**TASK INSTRUCTIONS:**
Please recast every line of the data below as a Markdown table with two columns, "Row" for the row number and "Text" for the line itself, leaving out any blank lines.

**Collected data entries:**

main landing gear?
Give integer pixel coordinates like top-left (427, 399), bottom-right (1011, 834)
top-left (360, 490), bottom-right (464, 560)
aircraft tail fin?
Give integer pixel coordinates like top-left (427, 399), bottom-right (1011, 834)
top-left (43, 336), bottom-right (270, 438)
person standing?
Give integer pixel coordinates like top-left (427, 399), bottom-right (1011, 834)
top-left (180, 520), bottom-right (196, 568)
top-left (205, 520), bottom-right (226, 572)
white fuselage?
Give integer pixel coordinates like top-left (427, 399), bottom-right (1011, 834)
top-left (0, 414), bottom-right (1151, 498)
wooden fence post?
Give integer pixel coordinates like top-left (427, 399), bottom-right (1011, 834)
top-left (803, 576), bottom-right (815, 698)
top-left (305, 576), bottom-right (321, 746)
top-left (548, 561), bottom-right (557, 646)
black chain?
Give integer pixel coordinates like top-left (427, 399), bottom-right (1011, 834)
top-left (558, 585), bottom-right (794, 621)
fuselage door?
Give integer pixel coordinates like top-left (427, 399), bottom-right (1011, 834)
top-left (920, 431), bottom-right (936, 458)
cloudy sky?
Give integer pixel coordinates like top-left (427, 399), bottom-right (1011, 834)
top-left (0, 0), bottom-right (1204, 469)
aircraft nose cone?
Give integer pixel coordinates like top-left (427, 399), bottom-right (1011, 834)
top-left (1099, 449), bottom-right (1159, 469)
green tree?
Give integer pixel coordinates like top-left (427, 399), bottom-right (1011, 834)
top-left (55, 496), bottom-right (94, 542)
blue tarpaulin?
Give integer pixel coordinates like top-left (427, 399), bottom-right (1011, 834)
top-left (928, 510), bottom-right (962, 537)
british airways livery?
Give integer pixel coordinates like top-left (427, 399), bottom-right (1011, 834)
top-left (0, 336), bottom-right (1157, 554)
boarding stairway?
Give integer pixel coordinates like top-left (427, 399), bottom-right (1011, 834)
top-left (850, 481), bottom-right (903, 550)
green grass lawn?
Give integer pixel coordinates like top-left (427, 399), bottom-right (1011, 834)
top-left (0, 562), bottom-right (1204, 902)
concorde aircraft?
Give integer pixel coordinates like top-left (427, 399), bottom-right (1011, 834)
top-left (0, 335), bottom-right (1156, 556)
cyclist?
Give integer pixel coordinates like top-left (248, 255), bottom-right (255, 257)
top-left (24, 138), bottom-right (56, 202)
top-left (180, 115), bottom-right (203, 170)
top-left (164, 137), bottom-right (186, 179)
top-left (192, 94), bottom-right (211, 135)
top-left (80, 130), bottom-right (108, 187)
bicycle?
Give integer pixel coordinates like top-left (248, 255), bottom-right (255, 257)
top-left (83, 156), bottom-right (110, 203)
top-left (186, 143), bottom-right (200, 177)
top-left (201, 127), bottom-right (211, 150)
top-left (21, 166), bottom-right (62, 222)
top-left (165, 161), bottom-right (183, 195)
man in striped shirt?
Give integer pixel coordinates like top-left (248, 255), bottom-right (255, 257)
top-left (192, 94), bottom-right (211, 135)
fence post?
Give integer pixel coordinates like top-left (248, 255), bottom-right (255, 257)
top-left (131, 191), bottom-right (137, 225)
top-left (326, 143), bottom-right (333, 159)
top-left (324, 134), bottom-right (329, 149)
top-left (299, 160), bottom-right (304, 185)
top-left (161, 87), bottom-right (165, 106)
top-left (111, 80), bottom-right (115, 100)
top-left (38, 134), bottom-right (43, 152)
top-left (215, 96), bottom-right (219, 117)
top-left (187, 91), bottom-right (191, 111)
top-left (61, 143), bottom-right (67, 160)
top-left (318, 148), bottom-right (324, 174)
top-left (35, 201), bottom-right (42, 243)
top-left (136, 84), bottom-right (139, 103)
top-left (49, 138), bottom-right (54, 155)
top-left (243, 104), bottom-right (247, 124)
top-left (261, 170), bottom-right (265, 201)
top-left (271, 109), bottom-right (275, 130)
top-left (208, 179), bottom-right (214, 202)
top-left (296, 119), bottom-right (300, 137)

**RESULT:**
| Row | Text |
|---|---|
| 1 | main landing gear? |
| 2 | Give integer pixel coordinates like top-left (427, 399), bottom-right (1011, 834) |
| 3 | top-left (360, 490), bottom-right (464, 560) |
| 4 | aircraft tail fin? |
| 5 | Give integer pixel coordinates like top-left (427, 399), bottom-right (1011, 834) |
| 6 | top-left (43, 336), bottom-right (270, 438) |
| 7 | person standing? |
| 8 | Give integer pixel coordinates like top-left (427, 399), bottom-right (1011, 834) |
| 9 | top-left (180, 520), bottom-right (196, 568) |
| 10 | top-left (205, 520), bottom-right (226, 572) |
| 11 | white fuselage? |
| 12 | Give integer pixel coordinates like top-left (427, 399), bottom-right (1011, 834) |
| 13 | top-left (0, 414), bottom-right (1151, 498) |
| 14 | wooden fence post? |
| 15 | Give integer pixel coordinates like top-left (427, 399), bottom-right (1011, 834) |
| 16 | top-left (803, 576), bottom-right (815, 698) |
| 17 | top-left (305, 576), bottom-right (321, 746) |
| 18 | top-left (548, 561), bottom-right (557, 646) |
| 19 | black chain? |
| 20 | Give integer pixel coordinates like top-left (427, 399), bottom-right (1011, 834) |
| 21 | top-left (558, 585), bottom-right (794, 621) |
| 22 | fuselage door? |
| 23 | Give integer pixel coordinates like top-left (427, 399), bottom-right (1011, 834) |
| 24 | top-left (920, 431), bottom-right (936, 458) |
| 25 | cloudy sky? |
| 26 | Give integer pixel coordinates like top-left (427, 399), bottom-right (1011, 834) |
| 27 | top-left (0, 0), bottom-right (1204, 469) |
| 28 | aircraft nose cone? |
| 29 | Give integer pixel coordinates like top-left (427, 399), bottom-right (1011, 834) |
| 30 | top-left (1099, 449), bottom-right (1159, 469) |
| 31 | green tree? |
| 32 | Give integer pixel coordinates like top-left (427, 399), bottom-right (1011, 834) |
| 33 | top-left (55, 496), bottom-right (94, 542) |
| 34 | blue tarpaulin? |
| 35 | Give integer pixel coordinates like top-left (427, 399), bottom-right (1011, 834) |
| 36 | top-left (928, 510), bottom-right (962, 537) |
| 37 | british airways livery? |
| 38 | Give integer pixel coordinates like top-left (427, 399), bottom-right (1011, 834) |
| 39 | top-left (0, 336), bottom-right (1157, 554) |
| 40 | boarding stairway? |
| 41 | Give integer pixel coordinates like top-left (427, 399), bottom-right (1011, 834) |
| 42 | top-left (850, 481), bottom-right (903, 550) |
| 43 | green grass lawn? |
| 44 | Give integer pixel coordinates like top-left (427, 399), bottom-right (1011, 834) |
| 45 | top-left (0, 562), bottom-right (1204, 902) |
| 46 | concorde aircraft? |
| 47 | Give integer pixel coordinates like top-left (427, 399), bottom-right (1011, 834) |
| 48 | top-left (0, 335), bottom-right (1156, 556) |
| 49 | cyclist? |
| 50 | Give integer pixel coordinates like top-left (248, 255), bottom-right (255, 257) |
| 51 | top-left (24, 138), bottom-right (56, 202) |
| 52 | top-left (180, 115), bottom-right (203, 170) |
| 53 | top-left (164, 137), bottom-right (186, 179) |
| 54 | top-left (192, 94), bottom-right (211, 135) |
| 55 | top-left (80, 130), bottom-right (108, 187) |
| 56 | bicycle? |
| 57 | Give integer pixel coordinates like top-left (248, 255), bottom-right (255, 257) |
| 58 | top-left (83, 156), bottom-right (110, 203) |
| 59 | top-left (186, 143), bottom-right (200, 177) |
| 60 | top-left (201, 127), bottom-right (211, 150) |
| 61 | top-left (21, 166), bottom-right (62, 222) |
| 62 | top-left (165, 161), bottom-right (183, 195) |
| 63 | man in striped shirt? |
| 64 | Give integer pixel coordinates like top-left (248, 255), bottom-right (255, 257) |
| 65 | top-left (192, 94), bottom-right (211, 135) |
| 66 | fence post? |
| 67 | Give integer pixel coordinates like top-left (248, 255), bottom-right (255, 257) |
| 68 | top-left (131, 191), bottom-right (137, 225) |
| 69 | top-left (326, 143), bottom-right (333, 159) |
| 70 | top-left (324, 134), bottom-right (329, 149) |
| 71 | top-left (299, 160), bottom-right (304, 185) |
| 72 | top-left (161, 87), bottom-right (165, 106) |
| 73 | top-left (111, 80), bottom-right (115, 100) |
| 74 | top-left (38, 134), bottom-right (43, 152) |
| 75 | top-left (215, 96), bottom-right (219, 117) |
| 76 | top-left (187, 91), bottom-right (191, 111) |
| 77 | top-left (61, 143), bottom-right (67, 160) |
| 78 | top-left (318, 148), bottom-right (324, 174) |
| 79 | top-left (35, 201), bottom-right (42, 243) |
| 80 | top-left (136, 84), bottom-right (139, 103) |
| 81 | top-left (49, 138), bottom-right (54, 155) |
| 82 | top-left (243, 104), bottom-right (247, 124) |
| 83 | top-left (261, 170), bottom-right (265, 201) |
| 84 | top-left (271, 109), bottom-right (275, 130) |
| 85 | top-left (208, 179), bottom-right (214, 202) |
| 86 | top-left (296, 119), bottom-right (300, 137) |